[Entries from a dataset]
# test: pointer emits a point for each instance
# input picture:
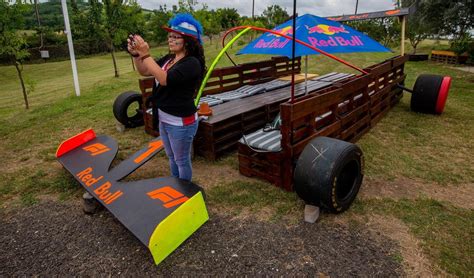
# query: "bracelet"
(144, 57)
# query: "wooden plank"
(316, 103)
(380, 68)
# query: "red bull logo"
(326, 29)
(284, 31)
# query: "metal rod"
(71, 47)
(402, 46)
(293, 46)
(305, 74)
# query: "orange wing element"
(75, 141)
(204, 109)
(153, 146)
(96, 149)
(169, 196)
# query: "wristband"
(144, 57)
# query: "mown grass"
(446, 232)
(254, 196)
(435, 150)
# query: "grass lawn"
(405, 150)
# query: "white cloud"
(320, 8)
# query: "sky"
(316, 7)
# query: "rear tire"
(329, 173)
(123, 106)
(430, 93)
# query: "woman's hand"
(141, 47)
(131, 47)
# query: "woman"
(177, 76)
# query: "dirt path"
(57, 238)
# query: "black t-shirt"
(176, 98)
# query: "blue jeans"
(178, 141)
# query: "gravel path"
(53, 238)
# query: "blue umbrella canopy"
(329, 36)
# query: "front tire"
(329, 173)
(430, 93)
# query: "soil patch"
(54, 238)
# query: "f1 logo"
(169, 196)
(96, 149)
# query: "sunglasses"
(173, 37)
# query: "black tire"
(425, 93)
(122, 108)
(329, 173)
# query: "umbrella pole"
(306, 74)
(293, 45)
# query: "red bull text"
(326, 29)
(336, 41)
(274, 43)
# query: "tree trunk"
(22, 83)
(113, 59)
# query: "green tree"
(275, 15)
(121, 18)
(12, 45)
(210, 22)
(228, 17)
(185, 6)
(158, 19)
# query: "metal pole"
(71, 47)
(253, 9)
(293, 46)
(305, 74)
(402, 46)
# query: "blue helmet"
(186, 25)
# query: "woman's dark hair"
(194, 48)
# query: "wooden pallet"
(448, 57)
(346, 111)
(222, 134)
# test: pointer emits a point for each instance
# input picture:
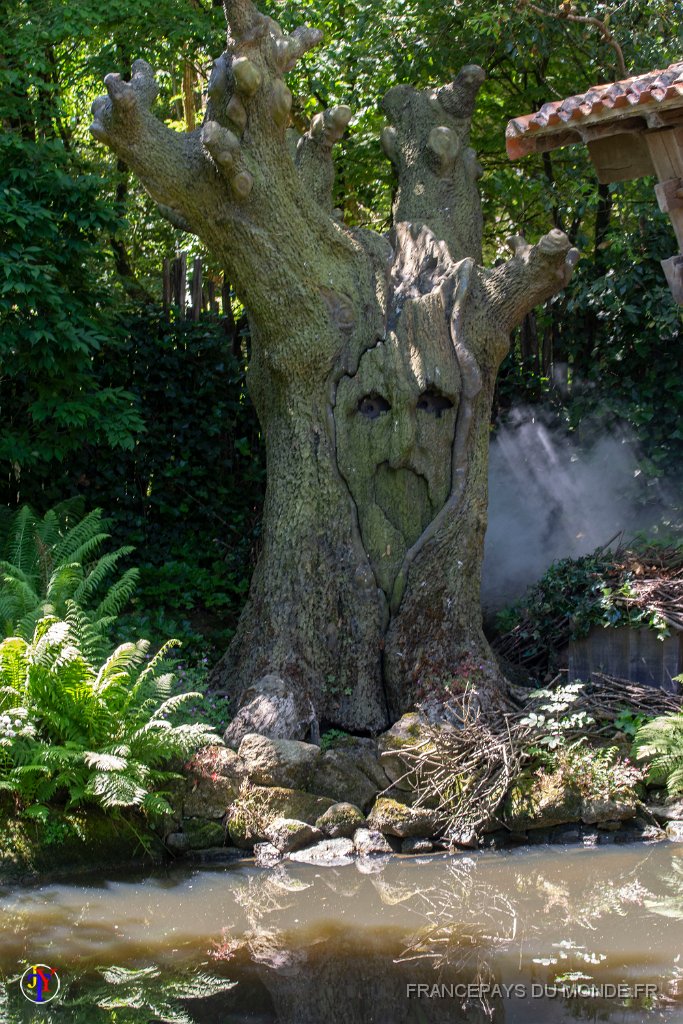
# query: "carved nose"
(401, 441)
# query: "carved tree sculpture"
(373, 368)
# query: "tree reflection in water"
(301, 945)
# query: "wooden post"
(666, 148)
(182, 285)
(196, 288)
(166, 284)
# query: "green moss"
(203, 834)
(69, 843)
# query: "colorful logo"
(40, 983)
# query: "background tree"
(373, 367)
(187, 495)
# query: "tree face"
(373, 368)
(395, 423)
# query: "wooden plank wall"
(634, 654)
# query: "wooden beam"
(621, 158)
(673, 268)
(666, 147)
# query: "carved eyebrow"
(433, 401)
(372, 406)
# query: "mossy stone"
(202, 834)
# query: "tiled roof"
(566, 121)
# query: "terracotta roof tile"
(600, 104)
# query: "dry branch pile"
(464, 773)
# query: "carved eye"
(433, 402)
(373, 406)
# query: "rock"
(213, 779)
(271, 708)
(177, 843)
(602, 810)
(414, 844)
(392, 818)
(671, 810)
(568, 834)
(411, 729)
(350, 773)
(257, 806)
(279, 762)
(331, 852)
(367, 843)
(540, 802)
(675, 832)
(202, 834)
(340, 820)
(217, 855)
(287, 835)
(266, 855)
(373, 864)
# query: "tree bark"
(373, 367)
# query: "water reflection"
(485, 937)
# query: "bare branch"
(530, 276)
(313, 155)
(168, 163)
(566, 11)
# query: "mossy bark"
(374, 360)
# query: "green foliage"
(553, 717)
(188, 496)
(573, 595)
(629, 722)
(53, 566)
(551, 743)
(597, 773)
(53, 316)
(86, 733)
(333, 738)
(81, 375)
(660, 743)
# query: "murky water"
(536, 936)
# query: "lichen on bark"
(373, 366)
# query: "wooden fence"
(202, 295)
(198, 295)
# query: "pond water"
(541, 935)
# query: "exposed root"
(469, 759)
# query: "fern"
(660, 742)
(45, 564)
(82, 731)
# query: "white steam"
(550, 499)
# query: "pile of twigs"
(605, 697)
(463, 773)
(646, 580)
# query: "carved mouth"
(402, 496)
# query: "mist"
(551, 498)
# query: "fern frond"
(119, 593)
(104, 762)
(80, 534)
(20, 544)
(119, 667)
(116, 790)
(13, 663)
(62, 583)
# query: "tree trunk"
(373, 367)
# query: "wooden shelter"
(632, 128)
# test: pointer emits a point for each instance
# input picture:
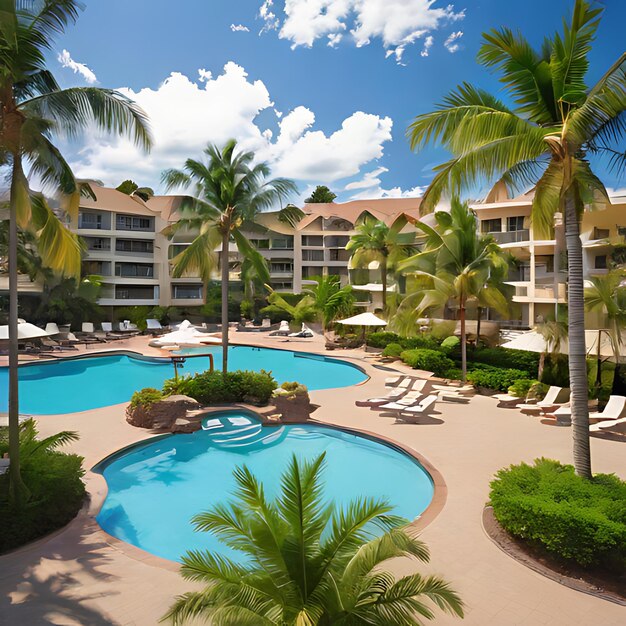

◆ **Problem**
How many lines of the records above contain the string "pile"? Reply with the number alone.

◆ **Solution for this exercise**
2